**GIVEN TASK:** Starting at the beginning of the data and ending at the line that contains "878,282 -> 922,609", output every line as an item in a numbered list, with blank lines left out. Leave the pictures out of the answer.

(Rows from a box-labeling dataset)
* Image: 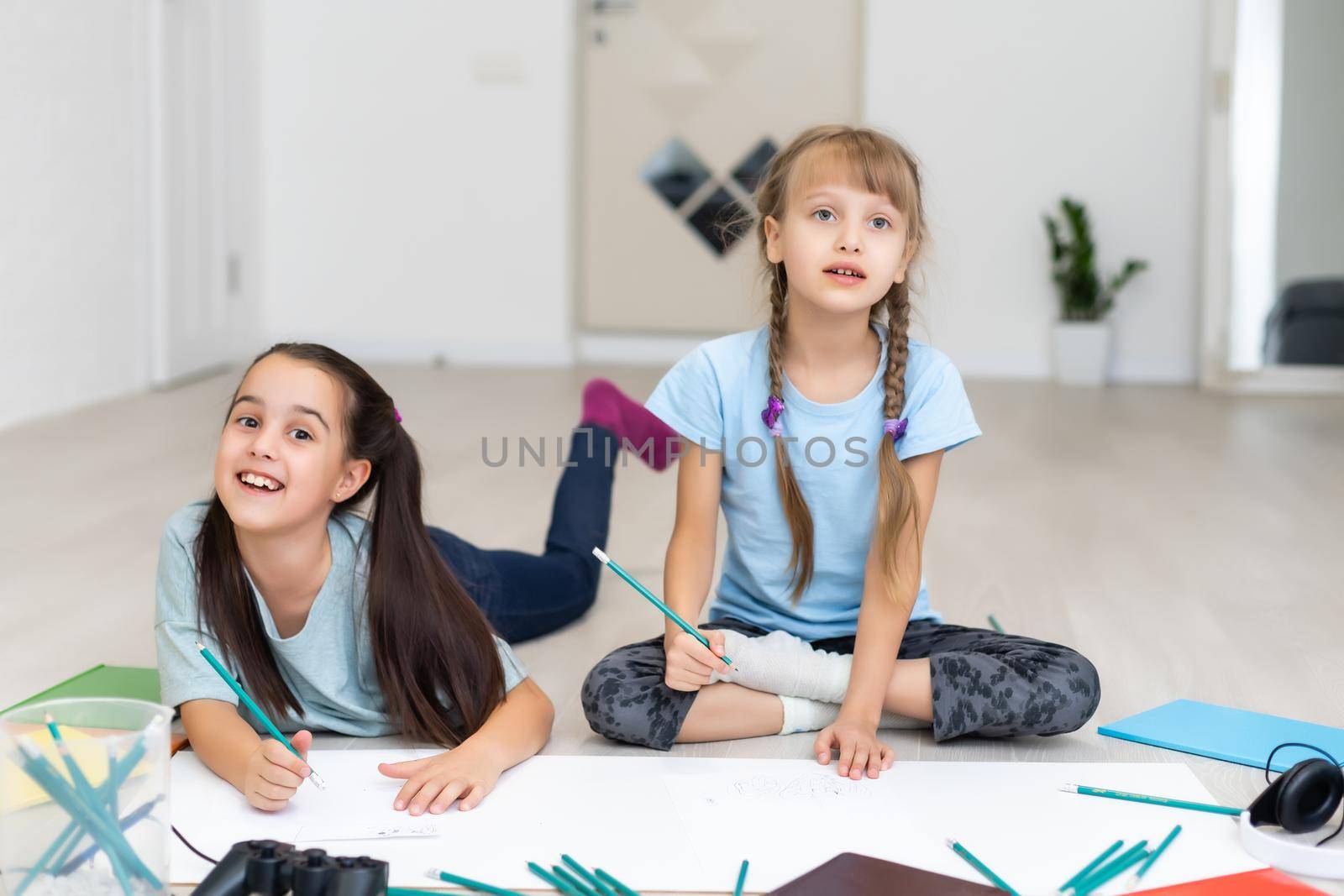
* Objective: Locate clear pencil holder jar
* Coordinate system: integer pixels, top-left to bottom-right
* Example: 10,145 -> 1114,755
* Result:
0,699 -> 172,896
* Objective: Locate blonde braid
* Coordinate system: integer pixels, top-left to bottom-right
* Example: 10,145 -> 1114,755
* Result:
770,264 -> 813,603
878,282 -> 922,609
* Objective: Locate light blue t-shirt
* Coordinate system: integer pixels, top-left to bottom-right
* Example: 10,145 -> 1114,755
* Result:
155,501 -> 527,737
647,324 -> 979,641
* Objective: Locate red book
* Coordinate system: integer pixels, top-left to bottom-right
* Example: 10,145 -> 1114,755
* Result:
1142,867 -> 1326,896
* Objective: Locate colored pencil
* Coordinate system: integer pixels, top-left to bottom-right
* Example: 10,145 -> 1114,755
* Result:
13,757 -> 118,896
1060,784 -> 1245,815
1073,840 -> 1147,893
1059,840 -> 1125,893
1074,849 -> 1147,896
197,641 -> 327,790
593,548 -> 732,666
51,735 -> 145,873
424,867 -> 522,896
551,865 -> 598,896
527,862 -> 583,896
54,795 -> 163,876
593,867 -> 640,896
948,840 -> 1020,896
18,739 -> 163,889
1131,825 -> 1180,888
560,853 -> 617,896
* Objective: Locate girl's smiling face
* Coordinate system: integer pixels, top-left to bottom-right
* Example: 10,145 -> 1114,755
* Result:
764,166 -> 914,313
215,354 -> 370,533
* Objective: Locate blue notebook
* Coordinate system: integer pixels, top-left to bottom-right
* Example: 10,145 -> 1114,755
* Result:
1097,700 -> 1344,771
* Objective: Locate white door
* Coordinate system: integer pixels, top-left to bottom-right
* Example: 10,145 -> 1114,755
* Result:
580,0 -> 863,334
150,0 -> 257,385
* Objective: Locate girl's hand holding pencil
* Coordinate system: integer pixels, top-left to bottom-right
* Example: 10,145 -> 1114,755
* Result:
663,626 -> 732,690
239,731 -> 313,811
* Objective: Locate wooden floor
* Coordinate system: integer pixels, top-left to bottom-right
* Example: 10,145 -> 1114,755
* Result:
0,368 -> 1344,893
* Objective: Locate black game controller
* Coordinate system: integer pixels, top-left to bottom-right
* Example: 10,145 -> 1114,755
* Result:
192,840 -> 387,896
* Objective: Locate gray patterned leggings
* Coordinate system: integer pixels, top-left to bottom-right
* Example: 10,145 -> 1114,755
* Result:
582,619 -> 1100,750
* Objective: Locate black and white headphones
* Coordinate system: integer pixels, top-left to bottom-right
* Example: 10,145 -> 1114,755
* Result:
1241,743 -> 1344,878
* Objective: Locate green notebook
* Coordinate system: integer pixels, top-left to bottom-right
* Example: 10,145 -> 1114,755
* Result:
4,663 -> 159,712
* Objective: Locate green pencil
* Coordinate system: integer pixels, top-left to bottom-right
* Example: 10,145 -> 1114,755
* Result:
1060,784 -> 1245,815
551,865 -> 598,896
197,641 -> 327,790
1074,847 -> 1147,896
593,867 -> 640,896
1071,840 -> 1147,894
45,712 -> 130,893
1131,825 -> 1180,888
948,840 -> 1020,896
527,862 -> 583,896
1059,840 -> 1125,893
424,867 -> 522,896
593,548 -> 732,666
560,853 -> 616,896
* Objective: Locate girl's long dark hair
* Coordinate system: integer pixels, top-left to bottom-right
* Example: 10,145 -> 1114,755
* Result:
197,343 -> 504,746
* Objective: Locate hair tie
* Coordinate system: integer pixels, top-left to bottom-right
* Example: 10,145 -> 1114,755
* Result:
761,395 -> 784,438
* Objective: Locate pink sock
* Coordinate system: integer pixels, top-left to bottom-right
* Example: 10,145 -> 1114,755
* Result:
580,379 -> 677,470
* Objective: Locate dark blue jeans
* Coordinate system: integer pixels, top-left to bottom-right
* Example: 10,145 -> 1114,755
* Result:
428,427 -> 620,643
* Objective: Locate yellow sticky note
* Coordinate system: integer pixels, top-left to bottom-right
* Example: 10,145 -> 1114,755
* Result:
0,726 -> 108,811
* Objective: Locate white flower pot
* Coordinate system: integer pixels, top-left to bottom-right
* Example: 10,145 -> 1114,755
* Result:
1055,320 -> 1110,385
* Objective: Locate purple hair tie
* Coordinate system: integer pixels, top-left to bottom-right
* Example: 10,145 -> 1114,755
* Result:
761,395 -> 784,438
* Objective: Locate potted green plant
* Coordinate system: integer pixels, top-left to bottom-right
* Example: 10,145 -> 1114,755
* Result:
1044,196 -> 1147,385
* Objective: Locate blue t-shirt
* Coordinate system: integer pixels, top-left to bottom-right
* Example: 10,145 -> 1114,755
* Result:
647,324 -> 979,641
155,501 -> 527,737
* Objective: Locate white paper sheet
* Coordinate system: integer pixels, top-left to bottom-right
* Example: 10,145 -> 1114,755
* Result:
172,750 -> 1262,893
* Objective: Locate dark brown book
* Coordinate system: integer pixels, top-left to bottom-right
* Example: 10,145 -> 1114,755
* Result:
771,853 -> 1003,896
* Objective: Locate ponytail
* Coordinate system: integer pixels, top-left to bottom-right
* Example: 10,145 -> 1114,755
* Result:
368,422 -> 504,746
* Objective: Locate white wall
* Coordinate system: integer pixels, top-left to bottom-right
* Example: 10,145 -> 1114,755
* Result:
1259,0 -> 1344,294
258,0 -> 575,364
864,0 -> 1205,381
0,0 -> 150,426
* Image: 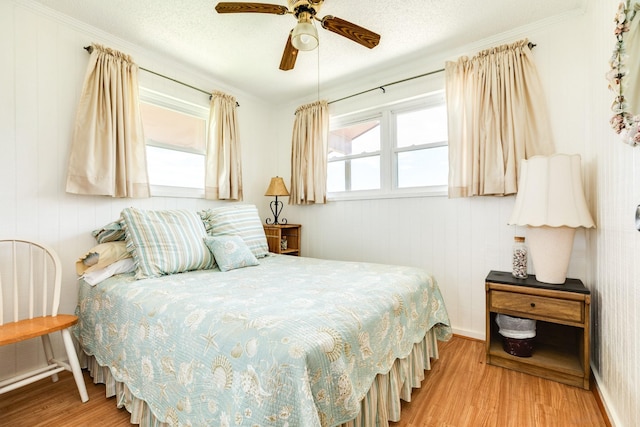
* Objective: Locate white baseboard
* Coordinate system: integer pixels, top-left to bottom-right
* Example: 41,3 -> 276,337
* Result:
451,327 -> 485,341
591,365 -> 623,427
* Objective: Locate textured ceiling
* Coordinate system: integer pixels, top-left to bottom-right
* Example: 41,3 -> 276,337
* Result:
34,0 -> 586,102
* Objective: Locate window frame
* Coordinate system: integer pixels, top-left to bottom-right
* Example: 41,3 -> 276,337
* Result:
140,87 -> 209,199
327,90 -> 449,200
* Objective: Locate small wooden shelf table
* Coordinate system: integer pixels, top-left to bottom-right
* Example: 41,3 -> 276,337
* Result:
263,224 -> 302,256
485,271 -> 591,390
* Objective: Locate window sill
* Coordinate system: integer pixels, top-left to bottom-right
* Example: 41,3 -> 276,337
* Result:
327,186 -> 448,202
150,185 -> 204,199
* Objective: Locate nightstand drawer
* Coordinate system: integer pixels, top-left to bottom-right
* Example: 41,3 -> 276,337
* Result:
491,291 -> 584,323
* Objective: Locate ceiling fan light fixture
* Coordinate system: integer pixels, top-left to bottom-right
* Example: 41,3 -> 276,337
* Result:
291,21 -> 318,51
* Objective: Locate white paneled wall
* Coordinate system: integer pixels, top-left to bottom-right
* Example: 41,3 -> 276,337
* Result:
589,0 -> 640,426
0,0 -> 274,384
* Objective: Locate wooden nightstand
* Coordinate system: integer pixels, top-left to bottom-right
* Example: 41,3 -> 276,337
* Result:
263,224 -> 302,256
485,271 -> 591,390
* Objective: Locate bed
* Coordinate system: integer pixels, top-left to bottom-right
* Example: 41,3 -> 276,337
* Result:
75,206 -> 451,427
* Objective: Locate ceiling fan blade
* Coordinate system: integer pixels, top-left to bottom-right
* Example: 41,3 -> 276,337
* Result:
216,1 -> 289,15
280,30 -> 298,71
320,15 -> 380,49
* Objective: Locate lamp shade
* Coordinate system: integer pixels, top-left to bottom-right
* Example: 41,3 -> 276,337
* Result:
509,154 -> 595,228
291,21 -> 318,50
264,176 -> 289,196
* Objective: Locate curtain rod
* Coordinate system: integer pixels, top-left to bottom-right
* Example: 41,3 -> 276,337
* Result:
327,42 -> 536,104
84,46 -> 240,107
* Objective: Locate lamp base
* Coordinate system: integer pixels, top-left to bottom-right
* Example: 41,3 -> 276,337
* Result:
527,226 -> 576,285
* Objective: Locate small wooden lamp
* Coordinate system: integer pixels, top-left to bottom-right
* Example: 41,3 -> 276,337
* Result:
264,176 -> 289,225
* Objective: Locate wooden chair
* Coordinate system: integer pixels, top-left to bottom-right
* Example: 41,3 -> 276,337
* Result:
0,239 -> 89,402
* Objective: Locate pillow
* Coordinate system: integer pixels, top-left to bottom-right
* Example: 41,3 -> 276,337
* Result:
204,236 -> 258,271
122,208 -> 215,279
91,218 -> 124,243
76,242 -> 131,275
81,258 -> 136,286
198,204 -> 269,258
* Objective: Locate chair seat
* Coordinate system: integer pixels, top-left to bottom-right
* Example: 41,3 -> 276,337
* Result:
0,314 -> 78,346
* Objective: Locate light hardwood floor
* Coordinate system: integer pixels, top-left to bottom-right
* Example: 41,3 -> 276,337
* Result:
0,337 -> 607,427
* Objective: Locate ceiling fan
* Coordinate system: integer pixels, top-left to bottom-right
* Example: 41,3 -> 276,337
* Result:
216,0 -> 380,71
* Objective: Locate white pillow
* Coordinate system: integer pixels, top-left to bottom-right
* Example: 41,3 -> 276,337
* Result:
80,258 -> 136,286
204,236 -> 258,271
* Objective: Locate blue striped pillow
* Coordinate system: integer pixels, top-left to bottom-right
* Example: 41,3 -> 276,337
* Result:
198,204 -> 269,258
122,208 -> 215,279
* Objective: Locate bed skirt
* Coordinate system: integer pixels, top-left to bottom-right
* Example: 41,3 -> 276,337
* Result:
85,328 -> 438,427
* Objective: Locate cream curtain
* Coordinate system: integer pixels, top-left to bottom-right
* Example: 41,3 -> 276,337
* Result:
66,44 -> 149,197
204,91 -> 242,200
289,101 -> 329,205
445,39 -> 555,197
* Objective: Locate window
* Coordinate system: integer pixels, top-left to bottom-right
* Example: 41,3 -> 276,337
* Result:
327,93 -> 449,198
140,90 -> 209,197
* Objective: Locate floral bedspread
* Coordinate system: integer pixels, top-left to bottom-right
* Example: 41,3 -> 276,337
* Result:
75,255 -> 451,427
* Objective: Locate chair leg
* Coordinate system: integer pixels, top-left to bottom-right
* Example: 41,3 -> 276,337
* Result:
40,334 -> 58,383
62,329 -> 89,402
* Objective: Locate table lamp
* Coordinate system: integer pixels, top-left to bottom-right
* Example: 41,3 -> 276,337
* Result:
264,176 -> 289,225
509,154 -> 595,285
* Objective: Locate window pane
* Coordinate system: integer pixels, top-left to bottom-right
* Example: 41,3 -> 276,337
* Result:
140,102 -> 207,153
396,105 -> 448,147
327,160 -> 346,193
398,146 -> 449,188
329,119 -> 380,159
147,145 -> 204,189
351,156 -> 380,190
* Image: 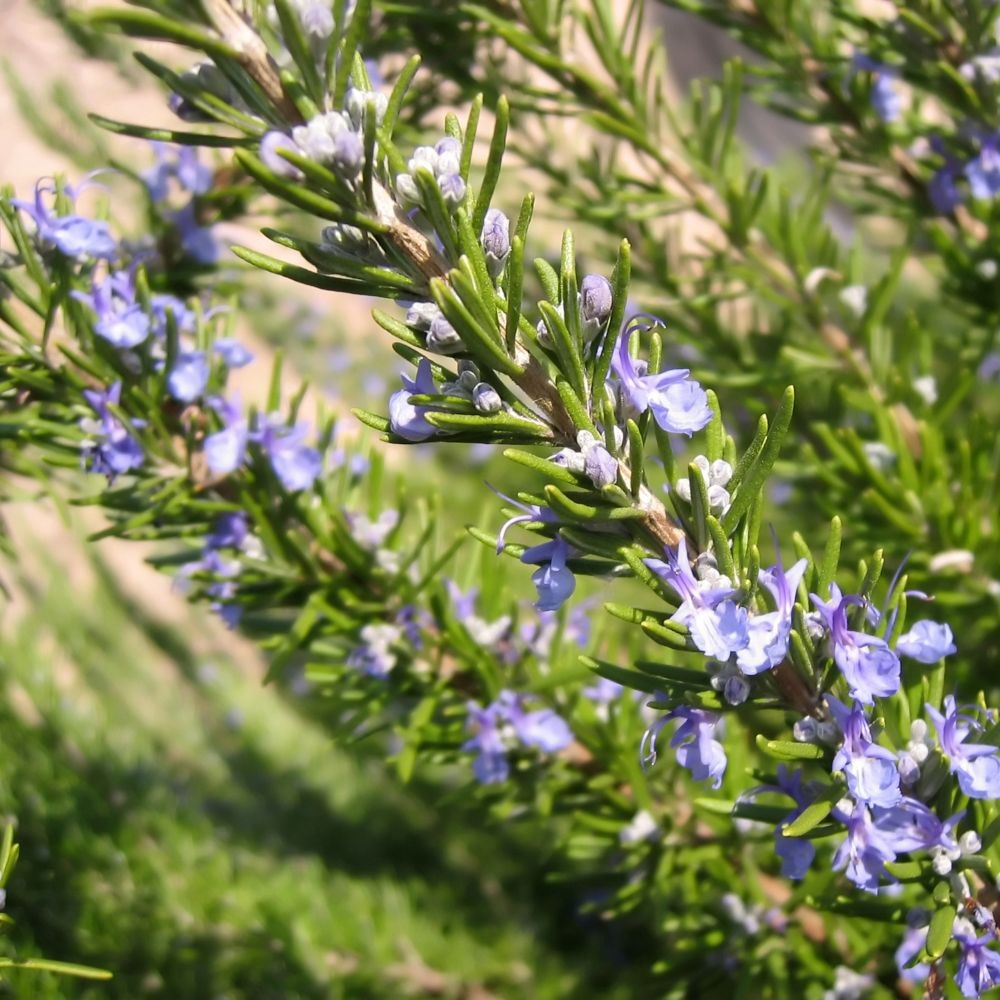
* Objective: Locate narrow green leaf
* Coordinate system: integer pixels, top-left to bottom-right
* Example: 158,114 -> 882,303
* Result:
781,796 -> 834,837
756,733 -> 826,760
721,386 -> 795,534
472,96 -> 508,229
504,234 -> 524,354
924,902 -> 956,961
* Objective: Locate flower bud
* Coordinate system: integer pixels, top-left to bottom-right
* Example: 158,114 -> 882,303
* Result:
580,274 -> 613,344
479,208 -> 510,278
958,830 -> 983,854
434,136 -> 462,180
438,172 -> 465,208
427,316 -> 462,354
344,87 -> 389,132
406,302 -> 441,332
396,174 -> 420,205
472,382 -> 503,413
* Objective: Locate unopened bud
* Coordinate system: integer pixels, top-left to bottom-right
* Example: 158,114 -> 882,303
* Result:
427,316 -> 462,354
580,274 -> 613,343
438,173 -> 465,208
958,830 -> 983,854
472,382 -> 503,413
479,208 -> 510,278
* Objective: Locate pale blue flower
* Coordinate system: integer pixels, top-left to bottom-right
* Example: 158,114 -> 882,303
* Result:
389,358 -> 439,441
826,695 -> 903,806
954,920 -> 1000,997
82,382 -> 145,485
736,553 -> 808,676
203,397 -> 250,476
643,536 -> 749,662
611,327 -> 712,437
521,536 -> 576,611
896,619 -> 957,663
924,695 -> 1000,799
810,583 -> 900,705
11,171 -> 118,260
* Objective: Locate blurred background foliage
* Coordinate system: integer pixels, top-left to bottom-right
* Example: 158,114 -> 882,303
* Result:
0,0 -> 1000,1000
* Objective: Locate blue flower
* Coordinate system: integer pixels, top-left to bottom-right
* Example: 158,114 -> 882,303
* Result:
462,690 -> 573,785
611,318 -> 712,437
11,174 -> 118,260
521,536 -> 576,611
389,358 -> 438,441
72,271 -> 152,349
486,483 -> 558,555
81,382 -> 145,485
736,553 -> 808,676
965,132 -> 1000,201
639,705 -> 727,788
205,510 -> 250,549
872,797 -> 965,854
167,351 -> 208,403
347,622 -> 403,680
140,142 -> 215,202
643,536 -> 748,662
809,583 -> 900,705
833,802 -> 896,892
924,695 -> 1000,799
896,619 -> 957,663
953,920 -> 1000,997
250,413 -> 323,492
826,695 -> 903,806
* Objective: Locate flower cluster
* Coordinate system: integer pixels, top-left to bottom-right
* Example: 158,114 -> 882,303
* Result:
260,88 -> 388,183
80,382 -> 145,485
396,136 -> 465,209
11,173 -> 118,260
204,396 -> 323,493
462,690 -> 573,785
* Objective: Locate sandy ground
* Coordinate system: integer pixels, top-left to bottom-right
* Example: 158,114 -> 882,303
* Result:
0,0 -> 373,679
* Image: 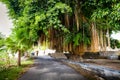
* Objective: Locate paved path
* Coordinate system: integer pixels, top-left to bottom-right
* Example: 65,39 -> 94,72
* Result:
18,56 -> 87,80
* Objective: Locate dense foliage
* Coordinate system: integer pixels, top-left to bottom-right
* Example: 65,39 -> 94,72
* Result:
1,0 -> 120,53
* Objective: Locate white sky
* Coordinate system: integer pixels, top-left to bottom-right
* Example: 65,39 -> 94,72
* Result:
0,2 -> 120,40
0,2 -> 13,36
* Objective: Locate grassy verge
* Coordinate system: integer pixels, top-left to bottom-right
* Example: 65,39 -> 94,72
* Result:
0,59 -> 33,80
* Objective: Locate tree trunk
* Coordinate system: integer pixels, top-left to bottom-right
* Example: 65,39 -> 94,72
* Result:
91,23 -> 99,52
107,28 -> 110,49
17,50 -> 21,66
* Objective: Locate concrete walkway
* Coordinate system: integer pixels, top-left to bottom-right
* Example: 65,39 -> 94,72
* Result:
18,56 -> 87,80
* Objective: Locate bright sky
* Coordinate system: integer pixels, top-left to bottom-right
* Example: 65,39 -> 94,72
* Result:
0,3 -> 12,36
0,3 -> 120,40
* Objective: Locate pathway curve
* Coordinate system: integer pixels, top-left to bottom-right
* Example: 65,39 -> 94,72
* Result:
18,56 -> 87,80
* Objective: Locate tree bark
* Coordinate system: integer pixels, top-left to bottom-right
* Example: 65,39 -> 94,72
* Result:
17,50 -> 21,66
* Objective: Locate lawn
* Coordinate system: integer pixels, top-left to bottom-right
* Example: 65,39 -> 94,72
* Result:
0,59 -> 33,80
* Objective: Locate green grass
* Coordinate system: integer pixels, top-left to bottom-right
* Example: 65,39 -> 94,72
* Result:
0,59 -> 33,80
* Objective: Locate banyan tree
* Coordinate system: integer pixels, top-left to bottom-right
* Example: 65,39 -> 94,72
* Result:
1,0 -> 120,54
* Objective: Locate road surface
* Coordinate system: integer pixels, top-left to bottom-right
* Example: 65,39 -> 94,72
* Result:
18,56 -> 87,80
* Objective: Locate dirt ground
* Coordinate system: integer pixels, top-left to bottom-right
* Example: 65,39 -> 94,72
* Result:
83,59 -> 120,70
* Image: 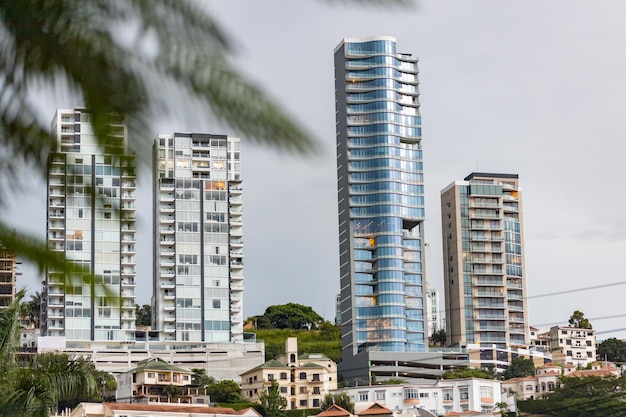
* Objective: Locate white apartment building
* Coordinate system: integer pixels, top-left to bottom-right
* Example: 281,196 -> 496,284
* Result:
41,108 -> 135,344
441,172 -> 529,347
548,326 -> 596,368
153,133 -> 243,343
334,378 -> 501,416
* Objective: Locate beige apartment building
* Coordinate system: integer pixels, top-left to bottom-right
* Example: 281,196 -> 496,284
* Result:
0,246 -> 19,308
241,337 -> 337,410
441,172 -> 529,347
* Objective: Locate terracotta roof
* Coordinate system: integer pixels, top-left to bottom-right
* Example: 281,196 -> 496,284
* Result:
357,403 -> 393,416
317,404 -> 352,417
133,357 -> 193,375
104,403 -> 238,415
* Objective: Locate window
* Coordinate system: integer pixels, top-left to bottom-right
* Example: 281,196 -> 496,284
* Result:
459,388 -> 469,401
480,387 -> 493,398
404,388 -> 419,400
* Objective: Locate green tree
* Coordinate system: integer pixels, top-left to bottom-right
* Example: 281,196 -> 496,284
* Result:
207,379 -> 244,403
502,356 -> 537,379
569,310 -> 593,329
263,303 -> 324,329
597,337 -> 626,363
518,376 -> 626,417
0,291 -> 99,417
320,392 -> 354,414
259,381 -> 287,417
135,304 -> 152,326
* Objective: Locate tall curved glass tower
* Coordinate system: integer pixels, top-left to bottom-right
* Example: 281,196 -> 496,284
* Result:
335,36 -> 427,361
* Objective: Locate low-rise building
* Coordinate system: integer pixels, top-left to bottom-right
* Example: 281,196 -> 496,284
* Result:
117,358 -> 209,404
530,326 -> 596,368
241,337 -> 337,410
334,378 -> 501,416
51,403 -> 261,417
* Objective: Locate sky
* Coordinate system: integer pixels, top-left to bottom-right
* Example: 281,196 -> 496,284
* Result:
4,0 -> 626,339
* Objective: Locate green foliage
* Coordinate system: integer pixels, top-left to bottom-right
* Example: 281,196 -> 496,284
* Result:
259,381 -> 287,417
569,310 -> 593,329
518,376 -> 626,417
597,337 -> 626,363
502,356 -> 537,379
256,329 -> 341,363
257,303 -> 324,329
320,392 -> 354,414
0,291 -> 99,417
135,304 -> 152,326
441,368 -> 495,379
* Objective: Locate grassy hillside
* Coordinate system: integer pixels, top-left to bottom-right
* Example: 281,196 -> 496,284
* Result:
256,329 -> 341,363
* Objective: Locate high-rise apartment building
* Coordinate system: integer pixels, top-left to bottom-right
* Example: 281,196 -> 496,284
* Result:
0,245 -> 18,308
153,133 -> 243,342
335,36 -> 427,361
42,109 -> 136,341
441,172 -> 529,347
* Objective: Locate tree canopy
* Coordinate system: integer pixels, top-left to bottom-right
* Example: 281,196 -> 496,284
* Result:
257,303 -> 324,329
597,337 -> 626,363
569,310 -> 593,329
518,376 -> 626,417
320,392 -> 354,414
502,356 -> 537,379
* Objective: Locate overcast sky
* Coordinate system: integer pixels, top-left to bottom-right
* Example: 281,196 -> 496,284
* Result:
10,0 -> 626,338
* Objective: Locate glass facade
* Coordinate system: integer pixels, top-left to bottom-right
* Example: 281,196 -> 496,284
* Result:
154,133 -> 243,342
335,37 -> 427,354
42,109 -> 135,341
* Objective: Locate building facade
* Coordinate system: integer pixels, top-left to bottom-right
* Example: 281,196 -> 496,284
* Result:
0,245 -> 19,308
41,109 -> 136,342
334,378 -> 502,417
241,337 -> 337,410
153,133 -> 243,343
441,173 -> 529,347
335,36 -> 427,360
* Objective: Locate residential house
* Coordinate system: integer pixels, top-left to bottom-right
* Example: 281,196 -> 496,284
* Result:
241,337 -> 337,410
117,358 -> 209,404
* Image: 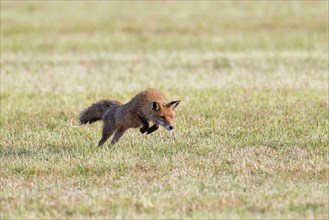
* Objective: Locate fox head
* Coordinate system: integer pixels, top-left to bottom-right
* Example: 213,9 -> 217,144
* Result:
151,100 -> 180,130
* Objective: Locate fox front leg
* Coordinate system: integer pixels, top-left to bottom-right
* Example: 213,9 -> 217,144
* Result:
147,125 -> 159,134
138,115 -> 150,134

**TASK RESPONSE:**
1. * Image: 
2. * Objective: Locate clear pencil holder jar
3. * Coordinate system: integer pixels, top-left to bottom-right
4. * Example: 10,145 -> 1114,755
5. * Result:
6. 0,699 -> 172,896
7. * Objective: Locate blonde braid
8. * Coordinate system: integer pixels, top-left to bottom-right
9. * Example: 10,145 -> 1114,755
10. * Result:
11. 770,264 -> 813,603
12. 878,282 -> 922,609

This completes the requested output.